### Excerpt to read
*****

Every spatially-dimensioned data variable carries grid_mapping = "crs" so that CF-aware tools can discover the projection automatically. This convention is validated against the gridlook viewer, which uses grid_mapping_name == "healpix" to detect and render HEALPix datasets.

Storage format¶

Pyramids are written as Zarr v2 stores with consolidated metadata, one store per level (level_0.zarr, level_1.zarr, …). Zarr v2 is used because ecosystem support for v3 is still maturing: client libraries such as zarr-python, zarr-js (used by gridlook and similar web viewers), xarray, and zarrita have stable, well-tested v2 implementations, while v3 support varies in completeness. The transition to v3 is planned once the client ecosystem has converged.

Zarr's chunked, cloud-native layout enables byte-range reads from S3 without downloading entire files, which is essential for interactive visualisation where only a single chunk of a single variable at a single level needs to be fetched.

Performance: application backends¶

The sparse weight-matrix multiplication supports three backends, selected automatically based on what is installed.

Batched SciPy (always available) reshapes all time steps into a single dense matrix and performs one sparse matmul, delegating to BLAS for the dense side. This is typically 10–50× faster than per-slice application.

Numba (optional) JIT-compiles a fused kernel that computes the weighted sum, NaN mask, and renormalization in a single pass over the sparse matrix structure. This halves memory traffic for single-slice workloads.

CuPy (optional) transfers the weight matrix to the GPU once and applies it via cuSPARSE. This is worthwhile for large target grids (HEALPix level 10+) with many time steps, where the transfer cost is amortised over the batch.

The backend can be overridden explicitly via backend="scipy", "numba", or "cupy" in any remapping call.

*****

### Data block
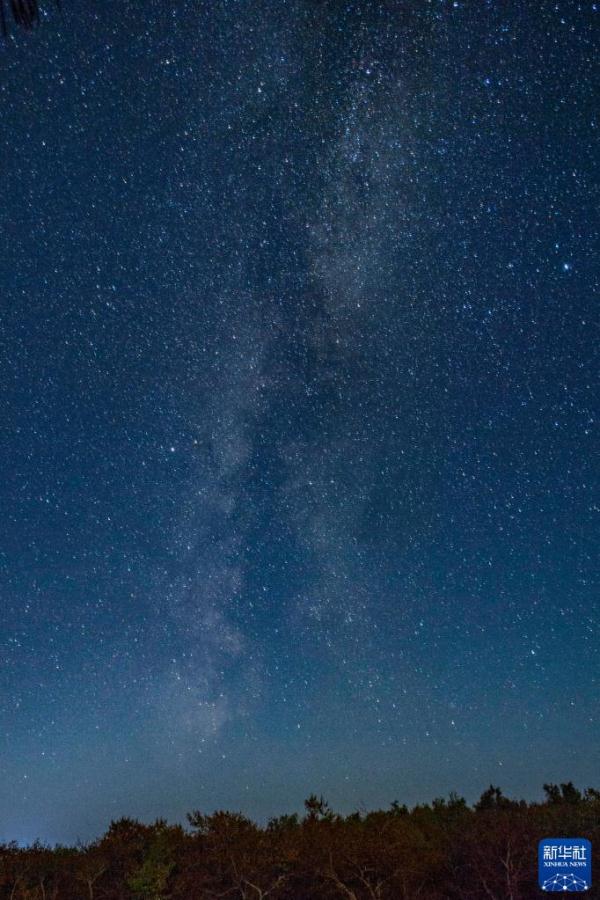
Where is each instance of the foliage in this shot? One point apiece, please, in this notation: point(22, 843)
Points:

*****

### Task description
In the HEALPix pyramid excerpt, condense the paragraph beginning "Pyramids are written as Zarr v2 stores" into a short bulleted list that keeps its main facts. The data plays no part in what comes next.

### Correct response
- Each pyramid level is written as its own Zarr v2 store with consolidated metadata (level_0.zarr, level_1.zarr, …).
- v2 is used because ecosystem support for v3 is still maturing.
- zarr-python, zarr-js (used by gridlook and similar web viewers), xarray, and zarrita have stable, well-tested v2 implementations, while their v3 support varies in completeness.
- A move to v3 is planned once the client ecosystem has converged.